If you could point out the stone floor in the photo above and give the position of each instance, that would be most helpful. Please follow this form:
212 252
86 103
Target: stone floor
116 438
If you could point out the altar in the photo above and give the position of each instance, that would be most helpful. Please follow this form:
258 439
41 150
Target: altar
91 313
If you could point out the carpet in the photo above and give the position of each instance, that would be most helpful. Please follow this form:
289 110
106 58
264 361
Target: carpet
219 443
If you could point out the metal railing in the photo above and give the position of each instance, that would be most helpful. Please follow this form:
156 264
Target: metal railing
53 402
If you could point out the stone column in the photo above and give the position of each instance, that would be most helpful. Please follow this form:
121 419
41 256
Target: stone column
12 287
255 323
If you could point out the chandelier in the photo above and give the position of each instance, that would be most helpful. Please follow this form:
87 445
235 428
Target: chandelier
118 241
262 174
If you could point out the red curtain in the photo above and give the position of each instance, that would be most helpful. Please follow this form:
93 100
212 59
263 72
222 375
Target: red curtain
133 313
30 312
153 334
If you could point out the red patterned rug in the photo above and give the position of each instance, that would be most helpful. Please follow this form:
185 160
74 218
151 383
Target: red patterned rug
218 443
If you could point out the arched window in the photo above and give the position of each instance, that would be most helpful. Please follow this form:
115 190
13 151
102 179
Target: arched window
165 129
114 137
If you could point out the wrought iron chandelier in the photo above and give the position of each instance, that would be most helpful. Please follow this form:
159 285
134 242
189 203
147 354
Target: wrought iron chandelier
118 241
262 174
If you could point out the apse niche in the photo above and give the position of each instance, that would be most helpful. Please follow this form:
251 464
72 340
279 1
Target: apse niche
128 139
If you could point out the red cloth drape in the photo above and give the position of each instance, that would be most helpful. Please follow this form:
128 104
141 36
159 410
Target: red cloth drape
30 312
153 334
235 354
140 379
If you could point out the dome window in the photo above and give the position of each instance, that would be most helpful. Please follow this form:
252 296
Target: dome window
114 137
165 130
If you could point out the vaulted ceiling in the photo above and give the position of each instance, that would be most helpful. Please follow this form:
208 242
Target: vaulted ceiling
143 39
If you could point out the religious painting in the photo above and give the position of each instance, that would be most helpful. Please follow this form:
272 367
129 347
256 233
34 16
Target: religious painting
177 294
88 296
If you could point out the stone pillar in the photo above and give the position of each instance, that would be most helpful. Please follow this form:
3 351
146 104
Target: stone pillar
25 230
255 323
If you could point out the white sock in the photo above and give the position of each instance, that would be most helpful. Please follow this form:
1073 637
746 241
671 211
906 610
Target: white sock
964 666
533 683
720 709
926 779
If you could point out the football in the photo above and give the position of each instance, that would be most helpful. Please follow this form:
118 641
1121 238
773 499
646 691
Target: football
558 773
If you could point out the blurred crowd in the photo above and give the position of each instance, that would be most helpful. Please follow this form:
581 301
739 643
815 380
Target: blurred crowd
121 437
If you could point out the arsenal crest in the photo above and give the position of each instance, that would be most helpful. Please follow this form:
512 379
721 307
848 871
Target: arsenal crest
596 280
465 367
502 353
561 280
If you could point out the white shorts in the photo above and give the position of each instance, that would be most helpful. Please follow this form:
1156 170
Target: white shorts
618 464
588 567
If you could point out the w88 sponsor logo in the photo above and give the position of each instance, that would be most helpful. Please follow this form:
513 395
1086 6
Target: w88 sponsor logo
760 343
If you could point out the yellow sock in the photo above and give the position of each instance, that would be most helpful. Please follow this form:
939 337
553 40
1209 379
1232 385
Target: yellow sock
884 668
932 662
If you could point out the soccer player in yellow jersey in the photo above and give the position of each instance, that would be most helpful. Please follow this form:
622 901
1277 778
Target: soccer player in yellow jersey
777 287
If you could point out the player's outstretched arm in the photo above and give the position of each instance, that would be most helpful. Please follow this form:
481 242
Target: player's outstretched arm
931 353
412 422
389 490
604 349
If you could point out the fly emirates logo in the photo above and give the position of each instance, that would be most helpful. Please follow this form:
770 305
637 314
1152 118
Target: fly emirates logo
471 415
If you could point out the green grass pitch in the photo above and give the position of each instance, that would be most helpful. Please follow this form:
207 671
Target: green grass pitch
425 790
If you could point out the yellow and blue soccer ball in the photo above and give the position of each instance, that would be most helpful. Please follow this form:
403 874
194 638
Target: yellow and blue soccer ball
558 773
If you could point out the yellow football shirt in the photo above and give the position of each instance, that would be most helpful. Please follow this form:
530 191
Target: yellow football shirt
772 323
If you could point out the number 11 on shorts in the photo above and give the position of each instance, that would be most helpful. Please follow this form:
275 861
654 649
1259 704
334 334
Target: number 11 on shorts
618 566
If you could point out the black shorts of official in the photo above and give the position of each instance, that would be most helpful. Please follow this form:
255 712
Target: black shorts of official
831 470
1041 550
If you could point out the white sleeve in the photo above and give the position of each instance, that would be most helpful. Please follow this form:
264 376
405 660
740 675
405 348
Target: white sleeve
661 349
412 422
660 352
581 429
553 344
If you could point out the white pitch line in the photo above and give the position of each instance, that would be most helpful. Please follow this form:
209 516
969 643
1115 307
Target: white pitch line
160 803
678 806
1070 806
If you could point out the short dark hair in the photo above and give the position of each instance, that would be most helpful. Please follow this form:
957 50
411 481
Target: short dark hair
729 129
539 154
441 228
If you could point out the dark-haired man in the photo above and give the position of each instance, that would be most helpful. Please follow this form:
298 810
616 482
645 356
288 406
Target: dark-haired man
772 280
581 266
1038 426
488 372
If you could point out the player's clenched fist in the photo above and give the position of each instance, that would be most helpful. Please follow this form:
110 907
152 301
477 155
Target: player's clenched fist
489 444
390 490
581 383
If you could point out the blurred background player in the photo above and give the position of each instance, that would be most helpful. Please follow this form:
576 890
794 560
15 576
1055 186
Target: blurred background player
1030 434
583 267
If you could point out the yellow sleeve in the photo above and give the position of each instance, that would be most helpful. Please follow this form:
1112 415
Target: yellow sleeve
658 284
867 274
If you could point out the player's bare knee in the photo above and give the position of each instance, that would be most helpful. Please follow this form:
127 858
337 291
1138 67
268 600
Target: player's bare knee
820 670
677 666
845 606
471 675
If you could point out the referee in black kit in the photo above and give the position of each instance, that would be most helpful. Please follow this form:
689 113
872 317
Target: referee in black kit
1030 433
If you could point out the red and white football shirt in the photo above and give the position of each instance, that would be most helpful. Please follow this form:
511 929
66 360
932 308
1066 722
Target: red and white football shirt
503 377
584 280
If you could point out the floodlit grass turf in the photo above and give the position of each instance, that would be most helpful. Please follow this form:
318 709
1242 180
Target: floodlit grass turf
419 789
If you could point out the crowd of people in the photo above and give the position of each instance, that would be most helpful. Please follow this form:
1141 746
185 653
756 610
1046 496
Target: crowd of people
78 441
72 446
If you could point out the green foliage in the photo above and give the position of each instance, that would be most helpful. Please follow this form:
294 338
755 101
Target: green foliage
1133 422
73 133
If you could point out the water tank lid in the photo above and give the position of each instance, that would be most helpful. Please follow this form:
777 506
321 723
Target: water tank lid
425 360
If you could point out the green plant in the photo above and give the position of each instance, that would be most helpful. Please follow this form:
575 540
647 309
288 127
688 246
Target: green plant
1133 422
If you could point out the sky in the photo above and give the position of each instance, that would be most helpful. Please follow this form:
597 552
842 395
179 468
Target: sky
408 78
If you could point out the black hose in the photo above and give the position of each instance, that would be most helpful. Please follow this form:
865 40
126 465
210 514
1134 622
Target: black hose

• **TASK GOAL**: Find the lines in the records above that hold the word "hose", and give only how many there are.

• **ANSWER BOX**: 2